## Task prompt
Can you turn the lines starting at the one containing "of the background" and ending at the one containing "[(308, 279), (308, 252)]" into a Markdown table with the columns Row and Line text, one row per line, leaving out any blank lines?

— begin Dataset extract —

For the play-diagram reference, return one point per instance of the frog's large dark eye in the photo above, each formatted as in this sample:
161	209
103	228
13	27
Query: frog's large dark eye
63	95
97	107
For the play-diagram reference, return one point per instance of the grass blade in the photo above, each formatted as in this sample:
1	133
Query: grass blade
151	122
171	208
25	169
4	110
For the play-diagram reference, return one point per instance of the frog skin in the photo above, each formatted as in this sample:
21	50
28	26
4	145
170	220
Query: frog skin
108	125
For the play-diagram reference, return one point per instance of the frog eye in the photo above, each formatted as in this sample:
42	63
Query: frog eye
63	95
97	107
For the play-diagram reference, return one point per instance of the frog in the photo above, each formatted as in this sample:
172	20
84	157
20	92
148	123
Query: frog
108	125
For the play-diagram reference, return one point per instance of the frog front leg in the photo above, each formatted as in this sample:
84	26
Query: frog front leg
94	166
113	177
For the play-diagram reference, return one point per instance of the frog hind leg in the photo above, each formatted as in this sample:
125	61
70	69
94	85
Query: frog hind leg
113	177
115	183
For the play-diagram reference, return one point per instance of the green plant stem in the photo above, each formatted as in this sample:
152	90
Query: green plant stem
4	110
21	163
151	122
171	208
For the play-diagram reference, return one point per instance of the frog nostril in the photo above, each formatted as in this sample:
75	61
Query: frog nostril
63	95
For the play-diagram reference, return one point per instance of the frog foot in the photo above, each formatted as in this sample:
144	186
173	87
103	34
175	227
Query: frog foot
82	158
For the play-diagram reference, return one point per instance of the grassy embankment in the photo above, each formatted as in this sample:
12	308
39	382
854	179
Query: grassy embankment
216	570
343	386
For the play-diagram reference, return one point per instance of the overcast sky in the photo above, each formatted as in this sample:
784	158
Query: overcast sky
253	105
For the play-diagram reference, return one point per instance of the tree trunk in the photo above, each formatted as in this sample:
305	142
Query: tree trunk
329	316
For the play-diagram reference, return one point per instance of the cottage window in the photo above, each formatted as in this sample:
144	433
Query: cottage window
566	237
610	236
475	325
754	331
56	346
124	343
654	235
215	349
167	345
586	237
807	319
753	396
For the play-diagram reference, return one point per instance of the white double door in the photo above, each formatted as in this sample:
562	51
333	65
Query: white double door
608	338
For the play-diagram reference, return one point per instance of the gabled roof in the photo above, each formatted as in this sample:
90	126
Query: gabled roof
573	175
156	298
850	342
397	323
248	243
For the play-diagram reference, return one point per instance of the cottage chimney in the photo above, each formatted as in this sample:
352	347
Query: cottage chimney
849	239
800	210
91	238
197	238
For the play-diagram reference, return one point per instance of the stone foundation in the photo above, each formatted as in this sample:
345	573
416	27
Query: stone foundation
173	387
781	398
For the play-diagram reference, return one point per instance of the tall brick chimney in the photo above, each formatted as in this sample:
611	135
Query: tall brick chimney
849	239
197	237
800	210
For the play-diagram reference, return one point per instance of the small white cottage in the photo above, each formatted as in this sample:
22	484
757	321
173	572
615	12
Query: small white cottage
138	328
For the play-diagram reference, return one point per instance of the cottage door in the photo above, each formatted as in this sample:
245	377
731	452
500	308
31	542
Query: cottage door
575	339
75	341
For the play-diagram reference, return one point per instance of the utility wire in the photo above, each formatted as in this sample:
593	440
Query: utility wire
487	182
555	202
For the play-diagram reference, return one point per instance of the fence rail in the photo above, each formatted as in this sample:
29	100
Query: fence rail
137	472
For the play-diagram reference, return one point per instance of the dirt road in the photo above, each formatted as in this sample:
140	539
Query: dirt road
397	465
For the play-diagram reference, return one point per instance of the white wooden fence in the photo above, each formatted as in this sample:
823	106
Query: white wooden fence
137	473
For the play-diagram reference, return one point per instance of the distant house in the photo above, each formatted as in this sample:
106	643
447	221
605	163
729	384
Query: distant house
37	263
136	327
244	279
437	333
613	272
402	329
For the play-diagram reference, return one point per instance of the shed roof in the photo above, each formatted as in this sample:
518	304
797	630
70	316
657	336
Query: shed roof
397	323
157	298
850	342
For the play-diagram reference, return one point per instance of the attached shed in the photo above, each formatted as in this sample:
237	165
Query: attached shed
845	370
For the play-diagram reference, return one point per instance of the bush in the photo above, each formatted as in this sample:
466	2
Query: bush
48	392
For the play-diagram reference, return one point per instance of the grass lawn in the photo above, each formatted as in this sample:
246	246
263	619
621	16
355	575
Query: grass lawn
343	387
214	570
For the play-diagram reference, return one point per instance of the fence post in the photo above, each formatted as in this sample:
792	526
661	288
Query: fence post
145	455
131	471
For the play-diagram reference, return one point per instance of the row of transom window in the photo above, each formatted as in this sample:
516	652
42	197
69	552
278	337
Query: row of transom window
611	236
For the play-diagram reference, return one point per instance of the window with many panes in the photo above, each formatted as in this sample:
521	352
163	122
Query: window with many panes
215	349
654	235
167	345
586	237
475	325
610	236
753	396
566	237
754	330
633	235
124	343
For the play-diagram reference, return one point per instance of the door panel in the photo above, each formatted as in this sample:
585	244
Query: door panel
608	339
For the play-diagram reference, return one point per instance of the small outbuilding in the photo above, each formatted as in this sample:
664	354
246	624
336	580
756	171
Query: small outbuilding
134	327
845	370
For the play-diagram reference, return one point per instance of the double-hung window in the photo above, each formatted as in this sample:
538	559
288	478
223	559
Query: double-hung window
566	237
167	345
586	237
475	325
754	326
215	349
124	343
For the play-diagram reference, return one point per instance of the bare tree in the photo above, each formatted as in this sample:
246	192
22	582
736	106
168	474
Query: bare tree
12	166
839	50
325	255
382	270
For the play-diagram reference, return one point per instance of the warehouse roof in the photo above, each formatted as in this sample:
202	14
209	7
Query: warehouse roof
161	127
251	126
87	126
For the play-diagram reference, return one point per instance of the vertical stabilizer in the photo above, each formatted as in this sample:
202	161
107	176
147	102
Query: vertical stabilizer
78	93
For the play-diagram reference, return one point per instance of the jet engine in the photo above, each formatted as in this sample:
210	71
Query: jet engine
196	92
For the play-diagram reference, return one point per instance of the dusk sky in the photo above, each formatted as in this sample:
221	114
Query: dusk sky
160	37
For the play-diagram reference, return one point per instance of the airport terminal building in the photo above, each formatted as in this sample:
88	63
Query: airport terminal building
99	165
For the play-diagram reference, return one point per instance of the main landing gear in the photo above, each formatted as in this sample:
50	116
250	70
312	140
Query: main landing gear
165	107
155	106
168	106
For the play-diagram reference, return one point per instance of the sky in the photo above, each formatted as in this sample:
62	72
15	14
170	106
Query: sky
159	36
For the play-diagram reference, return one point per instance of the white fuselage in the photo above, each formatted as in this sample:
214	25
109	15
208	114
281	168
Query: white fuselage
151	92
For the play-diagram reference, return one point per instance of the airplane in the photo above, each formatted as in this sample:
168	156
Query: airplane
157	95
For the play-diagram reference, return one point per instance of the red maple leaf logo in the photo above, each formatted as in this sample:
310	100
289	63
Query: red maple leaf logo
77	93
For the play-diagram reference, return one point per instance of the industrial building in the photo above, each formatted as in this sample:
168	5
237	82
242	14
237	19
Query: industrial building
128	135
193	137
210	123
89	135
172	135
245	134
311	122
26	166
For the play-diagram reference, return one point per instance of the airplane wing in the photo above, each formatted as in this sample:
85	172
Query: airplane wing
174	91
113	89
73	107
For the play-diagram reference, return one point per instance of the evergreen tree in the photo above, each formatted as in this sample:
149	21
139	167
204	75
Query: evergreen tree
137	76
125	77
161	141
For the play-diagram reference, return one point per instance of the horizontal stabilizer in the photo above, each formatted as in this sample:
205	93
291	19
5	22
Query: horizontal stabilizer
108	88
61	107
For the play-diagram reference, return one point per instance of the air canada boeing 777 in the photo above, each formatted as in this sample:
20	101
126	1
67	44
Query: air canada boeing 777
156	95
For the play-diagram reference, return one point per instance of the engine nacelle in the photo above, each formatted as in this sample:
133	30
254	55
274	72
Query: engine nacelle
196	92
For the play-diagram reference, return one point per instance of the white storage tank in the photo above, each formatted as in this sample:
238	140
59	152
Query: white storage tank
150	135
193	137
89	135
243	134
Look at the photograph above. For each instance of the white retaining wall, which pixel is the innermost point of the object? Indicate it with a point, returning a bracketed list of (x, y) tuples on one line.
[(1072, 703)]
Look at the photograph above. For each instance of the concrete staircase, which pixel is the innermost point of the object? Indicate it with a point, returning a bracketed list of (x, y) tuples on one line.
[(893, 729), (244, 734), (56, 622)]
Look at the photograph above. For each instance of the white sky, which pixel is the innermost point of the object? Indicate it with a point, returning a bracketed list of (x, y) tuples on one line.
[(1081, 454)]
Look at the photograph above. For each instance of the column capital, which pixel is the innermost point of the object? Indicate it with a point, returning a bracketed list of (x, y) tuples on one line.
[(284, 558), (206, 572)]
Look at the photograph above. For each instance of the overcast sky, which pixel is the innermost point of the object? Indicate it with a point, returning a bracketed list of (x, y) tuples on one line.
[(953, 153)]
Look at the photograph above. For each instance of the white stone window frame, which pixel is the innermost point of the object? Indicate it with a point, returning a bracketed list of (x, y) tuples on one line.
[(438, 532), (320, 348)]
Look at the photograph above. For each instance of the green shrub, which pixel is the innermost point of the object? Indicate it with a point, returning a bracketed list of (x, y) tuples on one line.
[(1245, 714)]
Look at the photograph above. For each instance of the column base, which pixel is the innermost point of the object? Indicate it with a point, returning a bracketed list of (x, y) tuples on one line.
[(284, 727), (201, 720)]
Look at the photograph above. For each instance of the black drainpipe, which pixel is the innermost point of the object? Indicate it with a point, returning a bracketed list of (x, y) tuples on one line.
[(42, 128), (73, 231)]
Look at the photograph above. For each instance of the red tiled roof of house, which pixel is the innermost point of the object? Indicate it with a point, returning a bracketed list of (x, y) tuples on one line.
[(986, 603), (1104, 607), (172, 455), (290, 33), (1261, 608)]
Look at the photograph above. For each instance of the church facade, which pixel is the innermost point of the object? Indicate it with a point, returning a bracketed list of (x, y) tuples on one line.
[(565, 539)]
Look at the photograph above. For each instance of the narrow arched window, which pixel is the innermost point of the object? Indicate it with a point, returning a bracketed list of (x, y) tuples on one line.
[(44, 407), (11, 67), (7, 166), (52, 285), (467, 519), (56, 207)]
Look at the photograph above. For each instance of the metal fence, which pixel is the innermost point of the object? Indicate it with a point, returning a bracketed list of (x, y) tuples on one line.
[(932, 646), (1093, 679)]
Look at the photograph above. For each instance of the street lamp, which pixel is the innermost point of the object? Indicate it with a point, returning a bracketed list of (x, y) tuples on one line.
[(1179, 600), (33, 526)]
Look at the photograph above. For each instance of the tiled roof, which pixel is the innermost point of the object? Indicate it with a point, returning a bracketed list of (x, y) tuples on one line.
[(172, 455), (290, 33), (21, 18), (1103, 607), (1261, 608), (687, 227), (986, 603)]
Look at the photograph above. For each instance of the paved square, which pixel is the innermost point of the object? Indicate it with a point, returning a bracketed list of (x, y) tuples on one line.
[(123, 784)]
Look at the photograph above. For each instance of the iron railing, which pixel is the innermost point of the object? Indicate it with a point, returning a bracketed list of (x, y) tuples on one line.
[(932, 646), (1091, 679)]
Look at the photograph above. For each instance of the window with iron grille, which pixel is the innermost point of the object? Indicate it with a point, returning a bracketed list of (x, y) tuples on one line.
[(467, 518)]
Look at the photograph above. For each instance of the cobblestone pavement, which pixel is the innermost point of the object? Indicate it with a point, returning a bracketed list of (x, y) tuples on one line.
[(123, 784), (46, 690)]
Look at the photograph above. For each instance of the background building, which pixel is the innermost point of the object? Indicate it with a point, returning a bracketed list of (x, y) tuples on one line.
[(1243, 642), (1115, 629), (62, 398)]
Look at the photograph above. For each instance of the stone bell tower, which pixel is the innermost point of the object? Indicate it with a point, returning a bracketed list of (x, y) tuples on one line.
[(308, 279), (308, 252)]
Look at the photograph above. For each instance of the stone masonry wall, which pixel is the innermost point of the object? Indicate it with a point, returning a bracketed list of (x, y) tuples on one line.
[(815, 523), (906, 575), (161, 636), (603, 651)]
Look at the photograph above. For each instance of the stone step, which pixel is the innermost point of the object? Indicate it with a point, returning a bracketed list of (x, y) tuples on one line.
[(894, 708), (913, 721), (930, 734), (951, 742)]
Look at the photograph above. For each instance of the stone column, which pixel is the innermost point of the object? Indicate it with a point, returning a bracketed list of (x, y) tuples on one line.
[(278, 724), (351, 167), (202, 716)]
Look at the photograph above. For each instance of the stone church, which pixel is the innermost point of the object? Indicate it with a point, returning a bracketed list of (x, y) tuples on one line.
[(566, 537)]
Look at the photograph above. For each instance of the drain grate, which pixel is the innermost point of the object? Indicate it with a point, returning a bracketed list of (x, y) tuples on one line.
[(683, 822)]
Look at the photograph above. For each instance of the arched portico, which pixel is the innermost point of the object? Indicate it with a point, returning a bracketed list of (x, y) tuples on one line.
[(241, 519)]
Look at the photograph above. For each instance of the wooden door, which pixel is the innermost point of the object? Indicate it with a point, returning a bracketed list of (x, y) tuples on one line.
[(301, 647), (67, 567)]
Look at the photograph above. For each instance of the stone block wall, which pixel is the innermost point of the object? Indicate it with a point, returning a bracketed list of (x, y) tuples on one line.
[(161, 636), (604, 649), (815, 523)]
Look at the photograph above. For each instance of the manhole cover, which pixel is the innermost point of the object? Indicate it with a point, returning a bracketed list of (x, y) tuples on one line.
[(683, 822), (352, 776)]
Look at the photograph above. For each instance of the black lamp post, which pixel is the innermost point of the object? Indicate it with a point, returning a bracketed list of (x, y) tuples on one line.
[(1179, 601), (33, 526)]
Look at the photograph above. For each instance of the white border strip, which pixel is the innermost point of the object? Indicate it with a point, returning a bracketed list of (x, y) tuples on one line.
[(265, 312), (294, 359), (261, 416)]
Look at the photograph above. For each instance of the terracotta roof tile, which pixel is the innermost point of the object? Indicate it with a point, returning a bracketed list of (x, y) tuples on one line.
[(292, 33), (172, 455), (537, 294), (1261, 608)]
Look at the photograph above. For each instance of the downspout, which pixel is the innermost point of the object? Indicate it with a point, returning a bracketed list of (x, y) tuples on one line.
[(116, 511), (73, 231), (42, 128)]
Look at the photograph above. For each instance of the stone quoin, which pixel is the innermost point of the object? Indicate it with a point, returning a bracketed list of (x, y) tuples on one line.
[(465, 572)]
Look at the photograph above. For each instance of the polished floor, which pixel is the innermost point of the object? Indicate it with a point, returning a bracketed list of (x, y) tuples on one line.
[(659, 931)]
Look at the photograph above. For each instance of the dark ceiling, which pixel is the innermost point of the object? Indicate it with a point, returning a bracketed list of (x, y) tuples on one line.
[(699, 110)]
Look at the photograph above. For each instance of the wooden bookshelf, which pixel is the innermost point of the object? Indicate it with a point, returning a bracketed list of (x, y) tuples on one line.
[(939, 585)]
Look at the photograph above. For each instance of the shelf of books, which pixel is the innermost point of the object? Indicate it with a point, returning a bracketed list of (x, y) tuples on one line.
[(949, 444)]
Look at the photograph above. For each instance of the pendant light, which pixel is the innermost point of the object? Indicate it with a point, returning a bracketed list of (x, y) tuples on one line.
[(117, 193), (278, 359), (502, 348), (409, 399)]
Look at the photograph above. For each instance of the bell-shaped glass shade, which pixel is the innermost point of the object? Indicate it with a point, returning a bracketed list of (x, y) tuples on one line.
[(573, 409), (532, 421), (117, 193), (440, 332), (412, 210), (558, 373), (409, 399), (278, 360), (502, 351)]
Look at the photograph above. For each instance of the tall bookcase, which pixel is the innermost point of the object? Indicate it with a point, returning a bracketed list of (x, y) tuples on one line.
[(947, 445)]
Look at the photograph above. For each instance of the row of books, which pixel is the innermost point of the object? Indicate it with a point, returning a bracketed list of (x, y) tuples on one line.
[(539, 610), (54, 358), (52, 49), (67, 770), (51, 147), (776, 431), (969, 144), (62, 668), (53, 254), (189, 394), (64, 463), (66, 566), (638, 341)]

— end Dataset extract —

## Answer in full
| Row | Line text |
|---|---|
| 1 | Look at the photograph above. For each instance of the background building, which pixel is the innermost point of the object? Indicate it with a point, returning a bracketed list of (x, y) tuples on one line. |
| 2 | [(1243, 642), (1115, 629), (62, 398)] |
| 3 | Look at the photograph above. For each instance of the stone bell tower, which pixel is the innermost point of the object? Indicate it with a point, returning a bracketed list of (x, y) tuples on one line. |
| 4 | [(308, 279), (308, 252)] |